SHORT EXERCISE ▸
Reproduce exactly the lines beginning with the line that contains "object_class: green grass slope" and ending at the final line of the material below.

(Part of a data file)
= = = =
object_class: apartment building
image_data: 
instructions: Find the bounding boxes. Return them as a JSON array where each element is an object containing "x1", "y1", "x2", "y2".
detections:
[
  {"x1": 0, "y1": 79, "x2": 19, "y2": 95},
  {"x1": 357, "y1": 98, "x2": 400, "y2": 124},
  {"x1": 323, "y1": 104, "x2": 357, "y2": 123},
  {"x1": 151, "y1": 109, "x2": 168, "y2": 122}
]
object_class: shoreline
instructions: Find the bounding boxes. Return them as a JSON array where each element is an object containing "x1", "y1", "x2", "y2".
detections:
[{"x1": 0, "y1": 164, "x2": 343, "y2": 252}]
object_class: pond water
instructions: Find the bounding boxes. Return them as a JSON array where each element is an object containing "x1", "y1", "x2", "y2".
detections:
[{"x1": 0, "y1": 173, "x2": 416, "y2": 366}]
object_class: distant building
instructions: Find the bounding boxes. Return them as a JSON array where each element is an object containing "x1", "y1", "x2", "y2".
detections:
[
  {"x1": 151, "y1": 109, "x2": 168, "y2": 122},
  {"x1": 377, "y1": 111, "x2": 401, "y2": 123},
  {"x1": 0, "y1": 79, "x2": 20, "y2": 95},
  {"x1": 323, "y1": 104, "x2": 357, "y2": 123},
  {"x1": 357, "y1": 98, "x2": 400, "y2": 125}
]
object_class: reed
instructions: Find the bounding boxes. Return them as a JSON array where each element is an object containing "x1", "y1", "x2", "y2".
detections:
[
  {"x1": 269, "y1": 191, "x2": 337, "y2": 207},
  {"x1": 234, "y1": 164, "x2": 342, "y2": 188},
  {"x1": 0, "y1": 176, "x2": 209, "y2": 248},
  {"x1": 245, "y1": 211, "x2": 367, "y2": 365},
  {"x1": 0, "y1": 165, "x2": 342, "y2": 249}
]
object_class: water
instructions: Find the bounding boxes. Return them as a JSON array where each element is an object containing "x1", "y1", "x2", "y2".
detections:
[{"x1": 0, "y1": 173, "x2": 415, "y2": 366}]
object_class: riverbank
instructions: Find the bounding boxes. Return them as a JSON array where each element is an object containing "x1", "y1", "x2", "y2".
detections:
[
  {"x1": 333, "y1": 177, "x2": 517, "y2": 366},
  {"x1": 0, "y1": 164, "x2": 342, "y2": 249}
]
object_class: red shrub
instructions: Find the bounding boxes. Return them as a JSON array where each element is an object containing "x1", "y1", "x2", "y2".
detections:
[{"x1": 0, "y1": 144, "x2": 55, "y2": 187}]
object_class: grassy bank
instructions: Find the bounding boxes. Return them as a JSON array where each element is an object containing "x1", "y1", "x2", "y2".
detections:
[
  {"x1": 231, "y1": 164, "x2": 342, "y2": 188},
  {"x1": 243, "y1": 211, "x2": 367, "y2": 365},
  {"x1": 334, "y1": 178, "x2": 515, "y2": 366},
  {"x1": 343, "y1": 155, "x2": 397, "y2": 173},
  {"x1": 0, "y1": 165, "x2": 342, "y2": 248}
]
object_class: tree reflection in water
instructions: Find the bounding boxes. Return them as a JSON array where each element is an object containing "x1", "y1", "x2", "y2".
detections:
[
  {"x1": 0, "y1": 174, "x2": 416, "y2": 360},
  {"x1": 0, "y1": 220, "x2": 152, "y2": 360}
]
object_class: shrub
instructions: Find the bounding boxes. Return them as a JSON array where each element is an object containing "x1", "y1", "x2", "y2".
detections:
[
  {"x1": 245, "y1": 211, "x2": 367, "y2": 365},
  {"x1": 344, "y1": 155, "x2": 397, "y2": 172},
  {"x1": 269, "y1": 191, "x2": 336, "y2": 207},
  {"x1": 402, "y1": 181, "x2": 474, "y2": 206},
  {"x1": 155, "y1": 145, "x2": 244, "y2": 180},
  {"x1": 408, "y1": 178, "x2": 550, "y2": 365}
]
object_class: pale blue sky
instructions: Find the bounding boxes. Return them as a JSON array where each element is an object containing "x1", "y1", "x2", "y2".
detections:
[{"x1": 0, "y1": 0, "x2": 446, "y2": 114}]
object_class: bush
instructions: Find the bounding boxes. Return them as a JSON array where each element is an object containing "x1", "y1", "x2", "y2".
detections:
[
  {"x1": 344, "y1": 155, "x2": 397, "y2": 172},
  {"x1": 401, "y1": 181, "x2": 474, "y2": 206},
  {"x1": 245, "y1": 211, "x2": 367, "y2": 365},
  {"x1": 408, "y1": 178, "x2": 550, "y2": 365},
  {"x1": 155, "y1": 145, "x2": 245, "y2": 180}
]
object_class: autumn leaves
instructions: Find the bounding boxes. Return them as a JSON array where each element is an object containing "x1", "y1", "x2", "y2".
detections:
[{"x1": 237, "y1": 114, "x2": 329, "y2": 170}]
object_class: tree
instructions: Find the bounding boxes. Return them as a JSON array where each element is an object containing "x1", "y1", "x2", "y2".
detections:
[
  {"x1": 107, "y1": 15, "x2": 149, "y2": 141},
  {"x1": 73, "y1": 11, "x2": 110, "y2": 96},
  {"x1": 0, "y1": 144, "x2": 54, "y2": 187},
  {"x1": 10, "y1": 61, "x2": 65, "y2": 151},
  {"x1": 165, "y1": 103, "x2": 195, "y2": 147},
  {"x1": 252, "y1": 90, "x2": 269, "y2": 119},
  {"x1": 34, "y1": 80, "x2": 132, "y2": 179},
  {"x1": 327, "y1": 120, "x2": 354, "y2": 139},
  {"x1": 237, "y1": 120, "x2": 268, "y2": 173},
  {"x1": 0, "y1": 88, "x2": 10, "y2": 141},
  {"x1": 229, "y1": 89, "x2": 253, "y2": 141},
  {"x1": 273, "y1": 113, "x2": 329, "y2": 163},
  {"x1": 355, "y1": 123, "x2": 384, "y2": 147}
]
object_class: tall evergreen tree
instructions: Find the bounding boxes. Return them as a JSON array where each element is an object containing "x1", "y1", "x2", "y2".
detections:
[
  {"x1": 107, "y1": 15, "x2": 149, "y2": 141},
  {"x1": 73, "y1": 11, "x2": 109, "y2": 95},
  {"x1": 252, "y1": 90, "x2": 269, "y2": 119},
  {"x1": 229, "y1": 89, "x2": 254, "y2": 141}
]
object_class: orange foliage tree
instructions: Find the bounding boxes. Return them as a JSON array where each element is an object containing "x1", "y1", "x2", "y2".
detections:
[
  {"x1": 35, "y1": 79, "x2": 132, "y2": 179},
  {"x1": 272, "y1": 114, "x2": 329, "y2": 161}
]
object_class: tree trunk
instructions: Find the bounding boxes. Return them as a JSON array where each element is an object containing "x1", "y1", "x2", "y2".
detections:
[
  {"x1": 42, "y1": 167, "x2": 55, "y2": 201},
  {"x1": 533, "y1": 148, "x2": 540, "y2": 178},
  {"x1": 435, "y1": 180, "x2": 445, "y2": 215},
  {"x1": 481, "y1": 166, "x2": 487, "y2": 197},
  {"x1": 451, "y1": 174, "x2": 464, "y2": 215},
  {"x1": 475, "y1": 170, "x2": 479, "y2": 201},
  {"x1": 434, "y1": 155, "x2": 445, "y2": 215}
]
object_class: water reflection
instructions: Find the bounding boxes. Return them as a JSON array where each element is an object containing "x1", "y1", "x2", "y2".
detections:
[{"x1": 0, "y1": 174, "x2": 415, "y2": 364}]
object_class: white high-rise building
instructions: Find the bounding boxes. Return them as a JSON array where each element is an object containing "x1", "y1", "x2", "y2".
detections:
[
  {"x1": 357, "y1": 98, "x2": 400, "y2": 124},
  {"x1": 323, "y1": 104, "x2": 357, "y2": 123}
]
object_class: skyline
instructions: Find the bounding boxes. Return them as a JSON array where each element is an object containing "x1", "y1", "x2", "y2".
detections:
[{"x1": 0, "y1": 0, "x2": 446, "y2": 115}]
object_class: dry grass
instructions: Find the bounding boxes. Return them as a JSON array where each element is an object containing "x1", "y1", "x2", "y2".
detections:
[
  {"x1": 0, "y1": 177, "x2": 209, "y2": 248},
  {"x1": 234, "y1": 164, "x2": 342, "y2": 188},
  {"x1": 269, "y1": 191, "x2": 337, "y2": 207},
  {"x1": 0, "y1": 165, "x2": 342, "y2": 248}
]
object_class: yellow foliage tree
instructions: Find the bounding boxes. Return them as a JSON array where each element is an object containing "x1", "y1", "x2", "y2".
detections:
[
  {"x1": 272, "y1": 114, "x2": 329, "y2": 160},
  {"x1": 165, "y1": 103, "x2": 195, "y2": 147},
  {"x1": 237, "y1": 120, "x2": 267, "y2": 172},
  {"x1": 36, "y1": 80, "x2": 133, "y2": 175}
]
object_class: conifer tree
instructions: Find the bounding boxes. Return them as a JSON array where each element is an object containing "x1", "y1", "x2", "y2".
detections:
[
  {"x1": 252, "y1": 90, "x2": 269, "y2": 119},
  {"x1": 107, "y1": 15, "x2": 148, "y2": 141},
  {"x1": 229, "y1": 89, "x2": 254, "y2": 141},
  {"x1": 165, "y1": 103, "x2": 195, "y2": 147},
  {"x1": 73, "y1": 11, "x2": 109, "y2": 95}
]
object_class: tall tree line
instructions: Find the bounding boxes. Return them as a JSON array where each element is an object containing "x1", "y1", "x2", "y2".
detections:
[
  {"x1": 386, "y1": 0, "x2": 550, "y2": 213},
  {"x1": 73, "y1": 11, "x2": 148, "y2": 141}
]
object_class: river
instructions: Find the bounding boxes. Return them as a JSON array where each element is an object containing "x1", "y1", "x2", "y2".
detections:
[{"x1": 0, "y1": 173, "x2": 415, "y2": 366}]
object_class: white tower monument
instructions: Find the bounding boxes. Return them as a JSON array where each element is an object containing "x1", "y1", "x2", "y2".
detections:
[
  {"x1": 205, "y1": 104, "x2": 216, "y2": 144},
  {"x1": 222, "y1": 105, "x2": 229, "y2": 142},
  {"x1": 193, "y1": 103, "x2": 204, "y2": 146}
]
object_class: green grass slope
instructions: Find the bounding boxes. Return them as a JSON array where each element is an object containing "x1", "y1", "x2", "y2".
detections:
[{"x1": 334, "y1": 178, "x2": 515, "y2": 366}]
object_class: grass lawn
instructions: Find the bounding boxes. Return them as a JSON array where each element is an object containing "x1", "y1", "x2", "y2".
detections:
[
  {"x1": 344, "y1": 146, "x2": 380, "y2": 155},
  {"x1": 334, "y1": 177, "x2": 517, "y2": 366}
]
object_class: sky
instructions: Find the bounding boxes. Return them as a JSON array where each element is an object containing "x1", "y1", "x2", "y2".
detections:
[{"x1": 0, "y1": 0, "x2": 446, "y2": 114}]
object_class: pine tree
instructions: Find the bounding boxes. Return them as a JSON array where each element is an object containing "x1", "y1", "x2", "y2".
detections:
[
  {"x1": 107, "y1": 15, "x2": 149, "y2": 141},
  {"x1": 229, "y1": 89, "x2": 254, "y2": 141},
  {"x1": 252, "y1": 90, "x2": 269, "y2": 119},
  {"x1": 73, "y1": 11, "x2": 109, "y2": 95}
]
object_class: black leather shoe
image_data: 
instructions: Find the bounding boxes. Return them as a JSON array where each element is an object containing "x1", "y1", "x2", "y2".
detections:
= = = =
RESULT BELOW ▸
object_class: green grass slope
instructions: Find the bounding boxes. Return them as a JSON array where each element is an object containing "x1", "y1", "x2", "y2".
detections:
[{"x1": 334, "y1": 178, "x2": 515, "y2": 366}]
object_class: grass lawn
instructions: Find the bounding boxes. Return them as a JSON array where each element is an object containing "x1", "y1", "x2", "y2".
detections:
[
  {"x1": 344, "y1": 146, "x2": 380, "y2": 155},
  {"x1": 334, "y1": 177, "x2": 517, "y2": 366}
]
object_class: sky
instructions: Find the bounding boxes. Return them as a JSON array where each element is an object containing "x1", "y1", "x2", "y2".
detections:
[{"x1": 0, "y1": 0, "x2": 446, "y2": 114}]
object_class: pine tree
instructions: Find the bounding boxes. Return them as a JSON array where each element is an object containing "x1", "y1", "x2", "y2".
detections:
[
  {"x1": 107, "y1": 15, "x2": 149, "y2": 141},
  {"x1": 229, "y1": 89, "x2": 254, "y2": 141},
  {"x1": 252, "y1": 90, "x2": 269, "y2": 119},
  {"x1": 73, "y1": 11, "x2": 109, "y2": 95}
]
object_class: black leather shoe
image_data: 
instructions: Find the bounding boxes. Return them as a JSON array where each element is an object containing "x1", "y1", "x2", "y2".
detections:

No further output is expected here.